#### TEXT EXTRACT
FMLA is just a starting point, though. TriNet, for example, strives to reassure employees that meeting family obligations won’t penalize their careers. In many cases, employees who have exhausted their legally mandated time off return part time until they’re ready for a full-fledged return to work.
The Bottom Line
When coaching line managers in each of these areas, we stress an indispensable bottom line — the work has to get done.
Flexibility without restraint will end up cannibalizing the company’s resources. Unchecked, it can create a culture of entitlement in which work/life issues are resolved without an eye to the company’s larger objectives. However, as long as everyone works from the assumption that the specifics of a schedule are less important than the quality and the timeliness of the work itself, it’s amazing how much power can be given to the individual employee. When the company pays people to finish the work rather than punch a clock, a work/life schedule balance follows naturally.

#### DATA LINES

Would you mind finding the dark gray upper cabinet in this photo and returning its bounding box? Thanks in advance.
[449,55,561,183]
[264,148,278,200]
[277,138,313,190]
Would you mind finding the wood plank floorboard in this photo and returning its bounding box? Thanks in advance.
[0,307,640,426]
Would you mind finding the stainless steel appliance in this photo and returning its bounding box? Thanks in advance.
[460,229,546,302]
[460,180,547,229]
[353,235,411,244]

...

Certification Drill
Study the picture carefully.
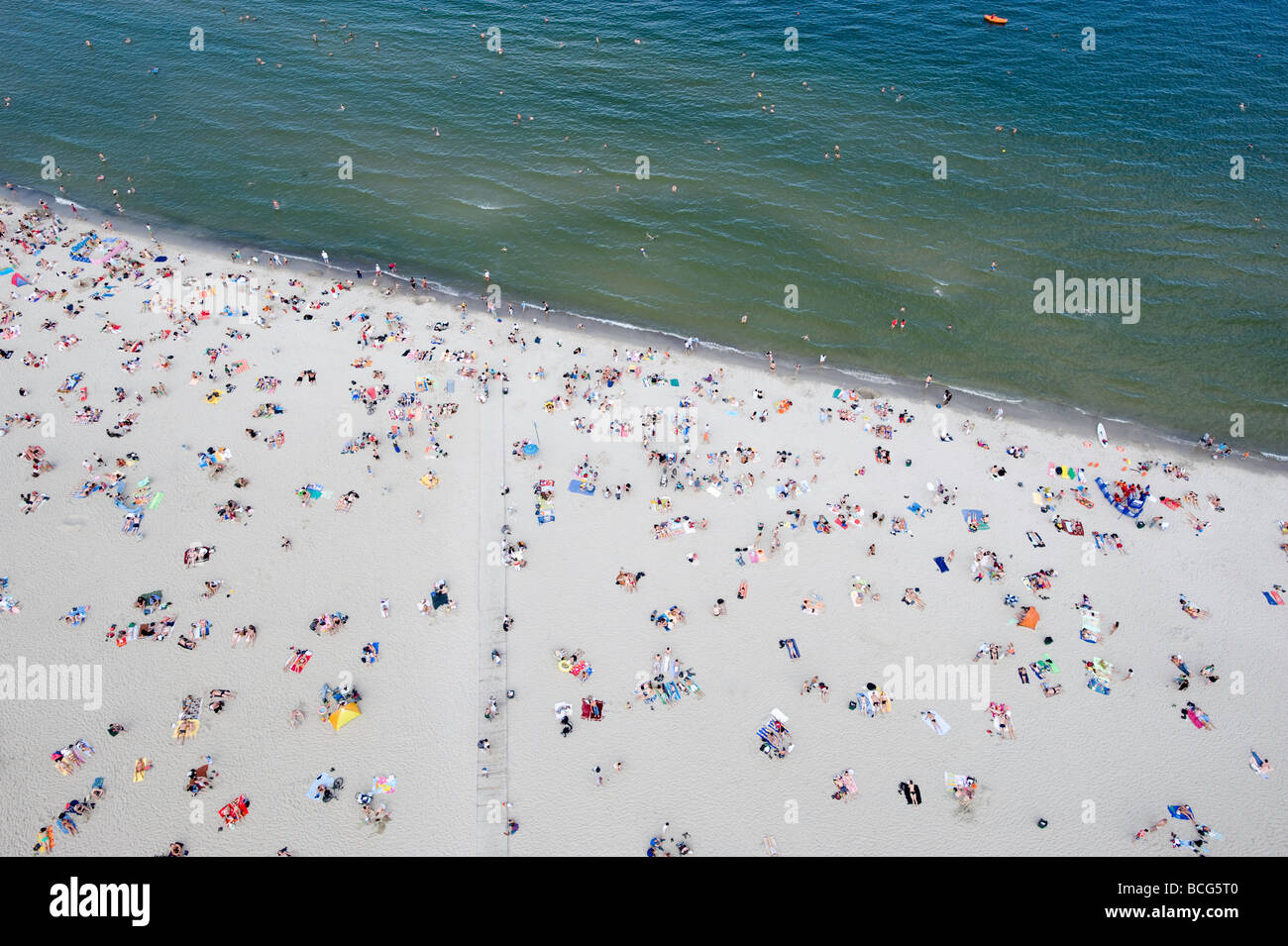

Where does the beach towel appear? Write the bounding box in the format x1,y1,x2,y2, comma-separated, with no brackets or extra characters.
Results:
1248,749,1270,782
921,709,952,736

#### WRITTEN INSTRUCTION A
Reproduce part of the workplace flexibility passage word for word, beginning at "The Bottom Line" and stopping after "balance follows naturally.".
#### WRITTEN INSTRUCTION B
Answer these questions using the workplace flexibility passage:
(i) In many cases, what do employees who have exhausted their legally mandated time off do?
(ii) What bottom line is stressed when coaching line managers?
(iii) What will flexibility without restraint end up doing to the company's resources?

#### WORKED ANSWER A
The Bottom Line
When coaching line managers in each of these areas, we stress an indispensable bottom line — the work has to get done.
Flexibility without restraint will end up cannibalizing the company’s resources. Unchecked, it can create a culture of entitlement in which work/life issues are resolved without an eye to the company’s larger objectives. However, as long as everyone works from the assumption that the specifics of a schedule are less important than the quality and the timeliness of the work itself, it’s amazing how much power can be given to the individual employee. When the company pays people to finish the work rather than punch a clock, a work/life schedule balance follows naturally.

#### WORKED ANSWER B
(i) They return part time until they're ready for a full-fledged return to work.
(ii) The work has to get done.
(iii) It will end up cannibalizing them.